# [Exercise tasks]
- 1) Answer these from the text on seizures in older adults.
(a) What is the most common type of seizure for older people with epilepsy?
(b) How long may it take for a person to return to full consciousness after a seizure?
(c) What are the drugs used to manage epilepsy in older adults called?
- 2) Translate this sentence from the text on seizures in older adults into Spanish: "In short, a seizure is an electrical disturbance in the brain."
- 3) Pick up the text on seizures in older adults where it stops, and keep writing.

# [Text provided]
........

Seizures are more common than you may think, and they can be easy to miss. Let’s take a look at what causes seizures, how you can identify them, and what you can do when an older adult has one.

Most seizures are caused by epilepsy, a brain disorder. This condition is more likely to develop in older people because of risk factors like strokes, head injuries from a fall, or brain-related diseases such as Alzheimer’s, or brain tumors. However, it’s important to note that about half of older people who are told they have epilepsy don’t really know the cause. Non-epileptic seizures can be caused by a physical condition or even stress, but the symptoms can be similar.

What Is a Seizure?

In short, a seizure is an electrical disturbance in the brain. A generalized seizure involves the whole brain and can lead to convulsions, falls, jerking movements, blackouts, or losing the ability to talk. The person may even stop breathing for a few minutes. When the electrical activity is limited to one part of the brain, this is called a partial seizure. This is the most common type of seizure for older people with epilepsy. Signs of a complex partial seizure include:

  • Confusion
  • Staring into space
  • Stiffening of the body
  • Mumbling
  • Wandering
  • Making unusual movements
  • Inability to answer questions or talk

These signs can be missed confused with other conditions. But if they occur more than once and often in the same pattern, they may be signs of seizures.

Seizure symptoms usually go away within a few minutes. Although, it may take up to an hour for the person to return to full consciousness. After a seizure is over, your resident might lose bladder control or be drenched in sweat.

There are several drugs that can be used to manage epilepsy in older adults. These are called antiepileptic medications. The physician will consult with the person and his/her family about when medications might be appropriate and, if so, what drug to use. Many older adults won’t experience another seizure episode after the first one, so medication may not be appropriate for a first single seizure.

What You Can Do

If one of your clients or residents shows signs of a seizure or is very clearly having one, report it right away. If the seizure requires immediate attention, seizure first aid may be necessary. It is important to know what to do. There are educational opportunities, such as Sunovian’s Epilepsy Allies program, a program about seizures.

........

Recorded data

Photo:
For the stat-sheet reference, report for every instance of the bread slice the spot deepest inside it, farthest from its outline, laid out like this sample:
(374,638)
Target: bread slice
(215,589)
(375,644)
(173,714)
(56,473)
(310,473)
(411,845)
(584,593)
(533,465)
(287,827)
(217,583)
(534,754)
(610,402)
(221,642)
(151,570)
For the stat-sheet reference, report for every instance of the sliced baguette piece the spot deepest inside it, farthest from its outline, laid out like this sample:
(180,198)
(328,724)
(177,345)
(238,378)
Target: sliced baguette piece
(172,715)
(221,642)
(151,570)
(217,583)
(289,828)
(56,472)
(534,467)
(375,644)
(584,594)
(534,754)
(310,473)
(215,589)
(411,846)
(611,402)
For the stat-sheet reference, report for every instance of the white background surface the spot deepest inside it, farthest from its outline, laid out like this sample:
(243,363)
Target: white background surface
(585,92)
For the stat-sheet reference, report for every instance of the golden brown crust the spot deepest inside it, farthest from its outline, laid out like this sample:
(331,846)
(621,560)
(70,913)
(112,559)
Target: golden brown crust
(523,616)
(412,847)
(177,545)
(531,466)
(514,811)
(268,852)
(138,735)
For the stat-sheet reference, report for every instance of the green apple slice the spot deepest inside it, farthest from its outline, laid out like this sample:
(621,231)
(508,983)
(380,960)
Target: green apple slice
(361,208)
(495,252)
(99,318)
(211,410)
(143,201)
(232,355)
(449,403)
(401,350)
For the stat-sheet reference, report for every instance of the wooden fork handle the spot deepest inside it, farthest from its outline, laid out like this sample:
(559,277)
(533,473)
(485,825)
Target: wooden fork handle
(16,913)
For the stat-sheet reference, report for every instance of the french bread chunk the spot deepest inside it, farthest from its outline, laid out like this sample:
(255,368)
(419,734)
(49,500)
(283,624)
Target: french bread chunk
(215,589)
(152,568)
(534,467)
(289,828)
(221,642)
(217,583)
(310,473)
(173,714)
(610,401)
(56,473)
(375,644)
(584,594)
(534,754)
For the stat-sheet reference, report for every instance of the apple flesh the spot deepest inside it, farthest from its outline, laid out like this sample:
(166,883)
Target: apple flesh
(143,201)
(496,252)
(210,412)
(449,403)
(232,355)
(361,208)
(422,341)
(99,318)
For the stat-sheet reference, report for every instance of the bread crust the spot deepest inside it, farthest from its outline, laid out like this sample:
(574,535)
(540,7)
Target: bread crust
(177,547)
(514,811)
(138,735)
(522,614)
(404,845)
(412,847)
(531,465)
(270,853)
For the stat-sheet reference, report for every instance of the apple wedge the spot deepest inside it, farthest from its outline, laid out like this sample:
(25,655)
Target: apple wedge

........

# [Numbered responses]
- 1)
(a) A partial seizure.
(b) Up to an hour.
(c) Antiepileptic medications.

- 2) En resumen, una convulsión es una alteración eléctrica en el cerebro.

- 3)
While this condition doesn’t get a lot of attention, more than 570,000 people aged 65 and older have epilepsy. This is the fastest growing population to be affected by this illness. If you are unsure if your facility or agency has policies and procedures regarding seizures or epilepsy, ask your supervisor. Then educate yourself enough to be confident in your dealings with residents who have seizures.

What This Means to the Elder:

  • When a person has a seizure, it can be recognized as such quickly and treated promptly.
  • When you know what residents have epilepsy or have had seizures, you can take special precautions to keep them safe.

What This Means to You:

  • When you know how to identity and address seizures, you can work with other team members to manage some seizures without having to send the individual to the hospital.
  • You can improve quality of life by helping elders and their families understand what epilepsy means to them and how to manage the condition.
  • You will feel more confident in your work when you understand epilepsy, what signs to watch for, and what you can do.

As a CNA, there are many reasons that it is important for you to know if any of your residents has epilepsy. For instance, an older person with this condition shouldn’t take baths without someone to check on his/her safety, as even a short loss of consciousness can be deadly. Epilepsy also can put a resident at increased risk for falls or other accidents.